Copy the records below line for line, leaving out the pictures.

■ DATA FOR PROCESSING:

::::::::::

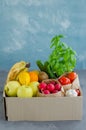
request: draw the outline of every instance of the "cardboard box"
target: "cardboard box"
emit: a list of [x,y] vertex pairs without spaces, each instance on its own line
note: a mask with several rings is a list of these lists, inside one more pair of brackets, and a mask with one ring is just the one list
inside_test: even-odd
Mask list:
[[83,95],[78,97],[6,97],[3,93],[5,118],[8,121],[81,120]]

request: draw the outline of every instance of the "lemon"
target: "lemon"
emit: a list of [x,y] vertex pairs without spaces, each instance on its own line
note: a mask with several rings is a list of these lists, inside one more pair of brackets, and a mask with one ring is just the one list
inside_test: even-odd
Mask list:
[[21,85],[28,85],[30,83],[30,75],[26,71],[22,71],[18,74],[18,81]]

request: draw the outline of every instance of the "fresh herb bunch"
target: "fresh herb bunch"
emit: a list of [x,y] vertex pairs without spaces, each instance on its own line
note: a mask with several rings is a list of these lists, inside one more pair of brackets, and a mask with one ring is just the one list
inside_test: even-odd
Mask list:
[[53,50],[44,64],[41,60],[36,61],[39,69],[48,73],[49,78],[57,78],[65,72],[71,72],[76,66],[76,52],[60,40],[63,37],[58,35],[52,38],[50,48]]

::::::::::

■ RESPONSE:
request: draw the outline of every instance of the "cardboard box"
target: "cardboard box"
emit: a list of [x,y] vertex pairs without spaces, each instance on its own line
note: a mask with several rings is a list of these lists, inside one more pair of brackets, and a mask with one ring is just the one list
inside_test: even-odd
Mask list:
[[83,95],[78,97],[6,97],[3,93],[5,118],[8,121],[81,120]]

request: draw the outline of every instance of the "lemon"
target: "lemon"
emit: a list of [x,y] vertex pairs without spaces, each instance on its own line
note: a mask with several rings is a list of these lists, inside one more pair of brackets, and a mask with one ring is just the one list
inside_test: even-odd
Mask list:
[[21,85],[28,85],[30,83],[30,75],[26,71],[22,71],[18,74],[18,81]]

request: draw the outline of every instance of the "fresh herb bunch"
target: "fresh herb bunch"
emit: a list of [x,y] vertex pairs without spaces, each instance on its own line
note: a mask with several rings is a list of these lists, inside one more pair of brackets, and a mask with one ring is just the one list
inside_test: even-odd
Mask list:
[[53,50],[44,64],[41,60],[36,61],[39,69],[48,73],[49,78],[57,78],[65,72],[71,72],[76,66],[76,52],[60,40],[63,37],[58,35],[52,38],[50,48]]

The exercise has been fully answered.